* YOUR INSTRUCTIONS: Reproduce, exactly, the lines of the material below from the line containing "158L245 156L240 157L241" through the line containing "box: [345, 708, 379, 732]", with both end lines included and nothing else.
┌──
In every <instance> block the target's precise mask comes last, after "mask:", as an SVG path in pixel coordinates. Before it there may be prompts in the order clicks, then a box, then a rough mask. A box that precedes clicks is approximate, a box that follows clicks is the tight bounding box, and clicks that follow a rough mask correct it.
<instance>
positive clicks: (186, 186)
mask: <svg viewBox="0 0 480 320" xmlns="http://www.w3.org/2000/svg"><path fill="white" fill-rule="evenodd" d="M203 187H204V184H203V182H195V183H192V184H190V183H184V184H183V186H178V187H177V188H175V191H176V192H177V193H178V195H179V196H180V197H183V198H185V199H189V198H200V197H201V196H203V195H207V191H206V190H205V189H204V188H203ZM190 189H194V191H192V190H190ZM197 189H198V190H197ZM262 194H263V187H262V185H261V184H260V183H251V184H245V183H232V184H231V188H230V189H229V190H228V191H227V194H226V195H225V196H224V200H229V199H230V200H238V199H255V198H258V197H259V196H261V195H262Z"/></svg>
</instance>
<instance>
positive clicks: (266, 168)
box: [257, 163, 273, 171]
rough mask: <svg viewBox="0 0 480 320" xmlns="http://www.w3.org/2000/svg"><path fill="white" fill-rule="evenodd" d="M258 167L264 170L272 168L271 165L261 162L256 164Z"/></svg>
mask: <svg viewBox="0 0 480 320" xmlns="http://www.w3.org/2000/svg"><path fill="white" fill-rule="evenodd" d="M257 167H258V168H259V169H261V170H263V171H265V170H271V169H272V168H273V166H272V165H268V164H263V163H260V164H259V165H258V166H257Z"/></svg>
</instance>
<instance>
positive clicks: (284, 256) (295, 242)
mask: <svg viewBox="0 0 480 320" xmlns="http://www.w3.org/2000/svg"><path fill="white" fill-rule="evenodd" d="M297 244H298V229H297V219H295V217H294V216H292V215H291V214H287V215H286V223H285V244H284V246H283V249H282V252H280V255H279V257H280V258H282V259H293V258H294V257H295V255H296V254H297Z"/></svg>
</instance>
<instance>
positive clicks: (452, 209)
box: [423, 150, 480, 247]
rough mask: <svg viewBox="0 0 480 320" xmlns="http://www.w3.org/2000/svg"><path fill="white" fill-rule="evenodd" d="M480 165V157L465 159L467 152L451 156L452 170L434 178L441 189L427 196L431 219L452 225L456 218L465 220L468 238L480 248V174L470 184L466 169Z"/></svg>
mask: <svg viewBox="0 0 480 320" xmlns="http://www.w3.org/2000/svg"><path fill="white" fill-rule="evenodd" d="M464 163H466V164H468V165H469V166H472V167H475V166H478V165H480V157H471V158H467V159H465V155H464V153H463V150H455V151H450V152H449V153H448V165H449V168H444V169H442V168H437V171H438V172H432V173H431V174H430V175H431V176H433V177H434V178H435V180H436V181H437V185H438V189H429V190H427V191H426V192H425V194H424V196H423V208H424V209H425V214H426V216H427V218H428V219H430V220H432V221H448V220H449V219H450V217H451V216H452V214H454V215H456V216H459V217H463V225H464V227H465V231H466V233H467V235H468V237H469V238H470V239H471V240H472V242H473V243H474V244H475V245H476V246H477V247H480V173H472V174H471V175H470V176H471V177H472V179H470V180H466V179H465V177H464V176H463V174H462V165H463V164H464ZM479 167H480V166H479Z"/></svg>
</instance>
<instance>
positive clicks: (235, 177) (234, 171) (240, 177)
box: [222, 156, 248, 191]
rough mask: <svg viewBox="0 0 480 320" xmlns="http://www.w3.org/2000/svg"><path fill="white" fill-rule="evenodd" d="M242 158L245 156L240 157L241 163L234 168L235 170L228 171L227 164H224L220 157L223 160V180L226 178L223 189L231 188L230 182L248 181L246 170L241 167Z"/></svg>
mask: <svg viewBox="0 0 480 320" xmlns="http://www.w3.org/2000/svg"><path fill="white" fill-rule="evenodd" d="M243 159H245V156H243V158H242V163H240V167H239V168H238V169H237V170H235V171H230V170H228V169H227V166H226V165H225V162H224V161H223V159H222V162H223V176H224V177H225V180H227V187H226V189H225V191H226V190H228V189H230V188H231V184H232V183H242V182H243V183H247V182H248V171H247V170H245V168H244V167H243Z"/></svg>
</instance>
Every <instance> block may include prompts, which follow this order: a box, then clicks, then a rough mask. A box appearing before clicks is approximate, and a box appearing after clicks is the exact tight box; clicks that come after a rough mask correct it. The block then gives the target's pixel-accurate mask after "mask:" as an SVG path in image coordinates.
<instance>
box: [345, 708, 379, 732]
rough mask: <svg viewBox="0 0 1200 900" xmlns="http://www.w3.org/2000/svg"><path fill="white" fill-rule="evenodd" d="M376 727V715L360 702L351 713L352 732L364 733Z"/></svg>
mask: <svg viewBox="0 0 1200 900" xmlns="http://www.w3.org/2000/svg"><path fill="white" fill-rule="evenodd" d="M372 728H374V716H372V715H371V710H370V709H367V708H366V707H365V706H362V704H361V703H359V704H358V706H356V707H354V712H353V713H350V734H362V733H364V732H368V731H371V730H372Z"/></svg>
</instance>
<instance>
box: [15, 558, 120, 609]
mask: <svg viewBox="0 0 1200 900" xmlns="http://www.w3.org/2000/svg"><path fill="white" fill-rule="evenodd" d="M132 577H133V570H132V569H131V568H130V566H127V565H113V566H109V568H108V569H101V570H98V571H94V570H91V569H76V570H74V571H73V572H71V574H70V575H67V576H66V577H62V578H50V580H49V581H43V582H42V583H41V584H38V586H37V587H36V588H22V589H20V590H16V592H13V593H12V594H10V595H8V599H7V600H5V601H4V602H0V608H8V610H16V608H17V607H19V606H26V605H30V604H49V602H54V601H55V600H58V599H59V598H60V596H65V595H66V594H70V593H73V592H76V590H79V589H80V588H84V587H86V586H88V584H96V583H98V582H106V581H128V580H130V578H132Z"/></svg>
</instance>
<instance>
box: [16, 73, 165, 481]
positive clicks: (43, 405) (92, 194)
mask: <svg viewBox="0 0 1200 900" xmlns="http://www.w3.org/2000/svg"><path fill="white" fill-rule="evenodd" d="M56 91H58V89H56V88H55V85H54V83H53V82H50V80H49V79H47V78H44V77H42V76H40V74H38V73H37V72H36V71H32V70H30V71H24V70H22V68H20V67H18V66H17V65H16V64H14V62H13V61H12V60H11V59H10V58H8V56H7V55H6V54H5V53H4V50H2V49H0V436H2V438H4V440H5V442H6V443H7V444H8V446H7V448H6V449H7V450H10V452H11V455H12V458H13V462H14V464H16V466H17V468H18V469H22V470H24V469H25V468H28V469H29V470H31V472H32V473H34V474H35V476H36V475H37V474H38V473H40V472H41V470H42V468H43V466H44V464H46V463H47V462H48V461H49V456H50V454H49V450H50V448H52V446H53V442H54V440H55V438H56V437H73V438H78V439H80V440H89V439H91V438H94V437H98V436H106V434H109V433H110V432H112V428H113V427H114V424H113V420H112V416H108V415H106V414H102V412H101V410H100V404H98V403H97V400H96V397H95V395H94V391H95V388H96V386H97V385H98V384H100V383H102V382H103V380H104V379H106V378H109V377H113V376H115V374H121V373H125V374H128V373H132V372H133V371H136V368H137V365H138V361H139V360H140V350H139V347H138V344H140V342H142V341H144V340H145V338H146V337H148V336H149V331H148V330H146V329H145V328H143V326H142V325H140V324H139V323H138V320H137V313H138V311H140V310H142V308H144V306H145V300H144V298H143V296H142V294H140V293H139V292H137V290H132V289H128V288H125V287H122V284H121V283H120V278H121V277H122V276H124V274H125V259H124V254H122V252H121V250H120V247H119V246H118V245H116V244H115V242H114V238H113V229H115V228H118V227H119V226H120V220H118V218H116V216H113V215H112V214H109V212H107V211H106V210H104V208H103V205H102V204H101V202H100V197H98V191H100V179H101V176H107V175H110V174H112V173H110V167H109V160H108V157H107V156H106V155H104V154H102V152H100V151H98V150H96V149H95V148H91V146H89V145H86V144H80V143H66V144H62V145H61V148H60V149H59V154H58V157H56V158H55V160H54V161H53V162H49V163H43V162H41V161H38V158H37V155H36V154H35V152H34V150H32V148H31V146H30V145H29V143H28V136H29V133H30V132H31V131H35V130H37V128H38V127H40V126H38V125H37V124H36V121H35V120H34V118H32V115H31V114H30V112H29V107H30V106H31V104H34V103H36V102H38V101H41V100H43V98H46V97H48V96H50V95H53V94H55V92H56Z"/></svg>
└──
* TASK SOLUTION:
rough mask: <svg viewBox="0 0 480 320" xmlns="http://www.w3.org/2000/svg"><path fill="white" fill-rule="evenodd" d="M242 158L245 156L240 157L241 163L234 168L235 170L228 171L227 164H224L220 157L223 160V180L226 178L223 189L231 188L230 182L248 181L246 170L241 167Z"/></svg>
mask: <svg viewBox="0 0 480 320" xmlns="http://www.w3.org/2000/svg"><path fill="white" fill-rule="evenodd" d="M243 159H245V156H243V158H242V163H240V167H239V168H238V169H237V170H235V171H230V170H228V169H227V166H226V165H225V162H224V161H223V159H222V162H223V176H224V177H225V180H227V187H226V189H225V191H226V190H228V189H230V188H231V184H232V183H242V182H243V183H247V182H248V171H247V170H245V168H244V167H243Z"/></svg>
</instance>
Every <instance> block may include prompts, which follow this order: a box, then clicks, then a rough mask. A box appearing before clicks is approximate, and a box appearing after clicks is the exact tight box; clicks that come after a rough mask correct it. The block then gives the target's pixel-accurate mask after "mask:" as an SVG path in image coordinates.
<instance>
box: [345, 708, 379, 732]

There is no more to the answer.